> **PROBLEM TO SOLVE**: Your answer must match the entries below word for word.

> **MATERIAL FOR THIS EXERCISE**:
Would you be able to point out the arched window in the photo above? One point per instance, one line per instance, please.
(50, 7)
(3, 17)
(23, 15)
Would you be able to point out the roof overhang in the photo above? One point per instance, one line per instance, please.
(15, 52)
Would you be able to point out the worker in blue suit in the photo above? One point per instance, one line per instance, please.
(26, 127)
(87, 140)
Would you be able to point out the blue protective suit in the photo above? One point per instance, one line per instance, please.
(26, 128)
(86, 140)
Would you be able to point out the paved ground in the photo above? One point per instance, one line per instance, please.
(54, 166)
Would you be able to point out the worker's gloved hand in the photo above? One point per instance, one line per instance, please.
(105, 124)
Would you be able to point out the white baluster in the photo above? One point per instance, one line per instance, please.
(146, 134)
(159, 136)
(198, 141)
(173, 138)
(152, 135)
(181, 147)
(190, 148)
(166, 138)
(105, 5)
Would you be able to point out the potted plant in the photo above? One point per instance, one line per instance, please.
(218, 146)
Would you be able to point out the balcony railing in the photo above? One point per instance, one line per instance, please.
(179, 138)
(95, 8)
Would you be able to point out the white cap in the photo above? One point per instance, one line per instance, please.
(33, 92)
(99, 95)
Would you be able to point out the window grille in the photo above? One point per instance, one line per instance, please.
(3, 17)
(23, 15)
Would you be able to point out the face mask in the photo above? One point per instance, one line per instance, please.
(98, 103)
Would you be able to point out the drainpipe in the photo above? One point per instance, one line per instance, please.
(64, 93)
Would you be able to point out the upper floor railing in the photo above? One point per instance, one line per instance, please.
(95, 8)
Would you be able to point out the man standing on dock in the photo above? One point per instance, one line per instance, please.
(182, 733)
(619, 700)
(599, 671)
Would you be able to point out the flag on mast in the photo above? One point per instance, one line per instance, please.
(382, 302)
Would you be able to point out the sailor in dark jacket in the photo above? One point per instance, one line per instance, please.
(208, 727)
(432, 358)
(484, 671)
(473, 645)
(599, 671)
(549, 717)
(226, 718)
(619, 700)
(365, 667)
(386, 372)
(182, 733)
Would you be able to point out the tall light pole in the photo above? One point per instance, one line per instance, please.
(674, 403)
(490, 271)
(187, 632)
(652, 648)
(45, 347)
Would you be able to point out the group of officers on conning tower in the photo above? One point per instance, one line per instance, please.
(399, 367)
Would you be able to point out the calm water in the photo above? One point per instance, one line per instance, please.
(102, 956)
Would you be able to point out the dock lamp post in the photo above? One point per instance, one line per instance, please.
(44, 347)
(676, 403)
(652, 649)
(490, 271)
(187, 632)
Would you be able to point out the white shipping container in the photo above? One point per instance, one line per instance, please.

> **SOLUTION FOR THIS TASK**:
Would you be able to point out the arched window in the photo above? One point per instance, one line per instance, please.
(50, 7)
(3, 17)
(23, 15)
Would you be able to point out the roof overhang in the photo above? One point per instance, one line per instance, please.
(15, 52)
Would you be able to point out the worker in blue suit in the photo above? One point per instance, one line per instance, please.
(26, 127)
(87, 140)
Would you be able to point out the blue protective suit in the photo above? One point per instance, one line per instance, please.
(26, 128)
(86, 140)
Would you be able to point out the paved ground in the photo above? One point per instance, one line per instance, please.
(54, 166)
Would you be able to point out the worker's gloved hand in the photo above? One point per instance, one line per instance, please.
(105, 124)
Would you be able to point out the white baluster in the photo above? One point per instance, one line per instance, please.
(146, 134)
(159, 136)
(198, 141)
(173, 138)
(152, 135)
(181, 147)
(190, 148)
(166, 138)
(105, 5)
Would you be able to point out the potted plant in the photo above? One point per instance, one line per instance, please.
(218, 146)
Would you be able to point out the balcony railing in the photo above? One point per instance, one line per instance, please.
(179, 138)
(95, 8)
Would you be able to point out the white cap in the photo above? One point per instance, one line per instance, please.
(33, 92)
(99, 95)
Would you be able to point out the window grille in the photo above? One point per instance, one line per instance, please.
(3, 17)
(23, 15)
Would you be able to point out the face mask in the photo above? One point per instance, one line per instance, please.
(98, 103)
Would you be able to point out the drainpipe in the photo above? One point per instance, one line per instance, please.
(64, 93)
Would you be able to point out the upper floor railing in the photo above? One point per instance, one line per instance, please.
(95, 8)
Would you be able to point out the man standing on dock in the photo above? One point per instance, one line per instance, please.
(182, 733)
(619, 700)
(599, 671)
Would you be able to point out the flag on mast in the photo above? One point per instance, one line per instance, please.
(382, 302)
Would you be able to point out the sailor in dark jacket in the photo above? One point per instance, one line per instance, please.
(208, 727)
(432, 358)
(484, 671)
(473, 645)
(599, 671)
(549, 717)
(226, 718)
(619, 700)
(365, 667)
(386, 372)
(182, 733)
Would you be able to point out the tall light pole in the photo above? One point per instance, one line per instance, please.
(674, 403)
(490, 271)
(187, 632)
(652, 648)
(45, 347)
Would you be able to point out the group of officers on conning tower in the photo above? One point per instance, one line per instance, please.
(399, 367)
Would you be able to point out the calm water in the photo above? One point per instance, one line per instance, please.
(102, 956)
Would you be able to point out the dock lamp post in the photo above? One point per instance, one line per instance, please.
(44, 347)
(676, 403)
(652, 649)
(490, 271)
(187, 632)
Would you be able to point out the white shipping container in the photo above? One point per instance, one line per instance, please.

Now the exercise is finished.